Daftar Tugas>
• A. Menurut teks tentang Pasar Taganski, lewat perbatasan mana barang buatan China masuk ke Russia?
• B. Barang impor apa saja yang dibawa truk kontainer menurut teks tentang Pasar Taganski? Sebutkan semuanya.
• C. Teruskan teks tentang Pasar Taganski, mulai sesudah kalimat terakhir yang ada.

Teks Bacaan>
----------
Halal Tour in Russia

BAHASA RUSIA

Jumat, 01 Februari 2019

Musholla ku Hilang?



 
Pintu Pertama Musholla 
Taganski Rinok  (Pasar Taganski), pukul sepuluh, meskipun matahari belum keluar dari peraduannya,  namun para pedagang pasar sudah sedari tadi terlihat  sibuk bekerja. Para pedagang berdiri di depan lapaknya masing-masing. Beberapa kuli berlari mengangkut barang dari gudang ke kios-kios.  Beberapa yang lain menyambut truck container yang mulai memasuki arena pasar. Truck ini membawa barang impor berupa tekstil, sepatu atau barang produksi lain asal China. Barang-barang made in China masuk ke Russia melalui perbatasan China – Kirgizstan untuk selanjutnya didistribusikan ke seluruh penjuru Russia.
----------
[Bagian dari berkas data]
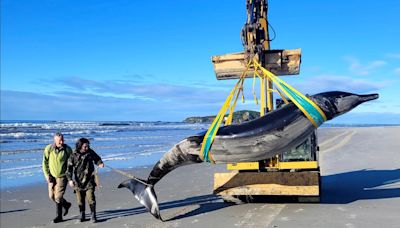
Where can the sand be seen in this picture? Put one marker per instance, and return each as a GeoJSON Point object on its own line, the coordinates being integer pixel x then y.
{"type": "Point", "coordinates": [360, 188]}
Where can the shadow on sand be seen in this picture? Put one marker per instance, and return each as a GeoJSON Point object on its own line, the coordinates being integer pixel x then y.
{"type": "Point", "coordinates": [11, 211]}
{"type": "Point", "coordinates": [339, 188]}
{"type": "Point", "coordinates": [205, 203]}
{"type": "Point", "coordinates": [348, 187]}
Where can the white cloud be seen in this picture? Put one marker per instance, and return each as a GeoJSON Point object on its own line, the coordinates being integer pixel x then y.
{"type": "Point", "coordinates": [358, 68]}
{"type": "Point", "coordinates": [393, 55]}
----------
Jawaban yang Diharapkan>
• A. Lewat perbatasan China – Kirgizstan.

• B. Tekstil, sepatu, dan barang produksi lain asal China.

• C.
  ***
Aku menelusuri gang-gang di antara kios-kios. Beberapa penjaga kios menyapa ku, menawarkan barang dagangan mereka. Namun tidak satu pun dari mereka mampu memberhentikan ku; karena pikiranku hanya satu, bagaimana menemukan musholla secepat mungkin untuk sholat subuh.Sudah lima menit aku mencari musholla itu, namun tak juga ku temukan. Redupnya langit musim dingin siang itu telah membuat ku kesulitan menemukan tempat sholat yang biasanya. Namun aku yakin, aku tidak salah arah.
            Ah, jangan-jangan sudah dipindahkan lagi,” pikir ku dalam hati.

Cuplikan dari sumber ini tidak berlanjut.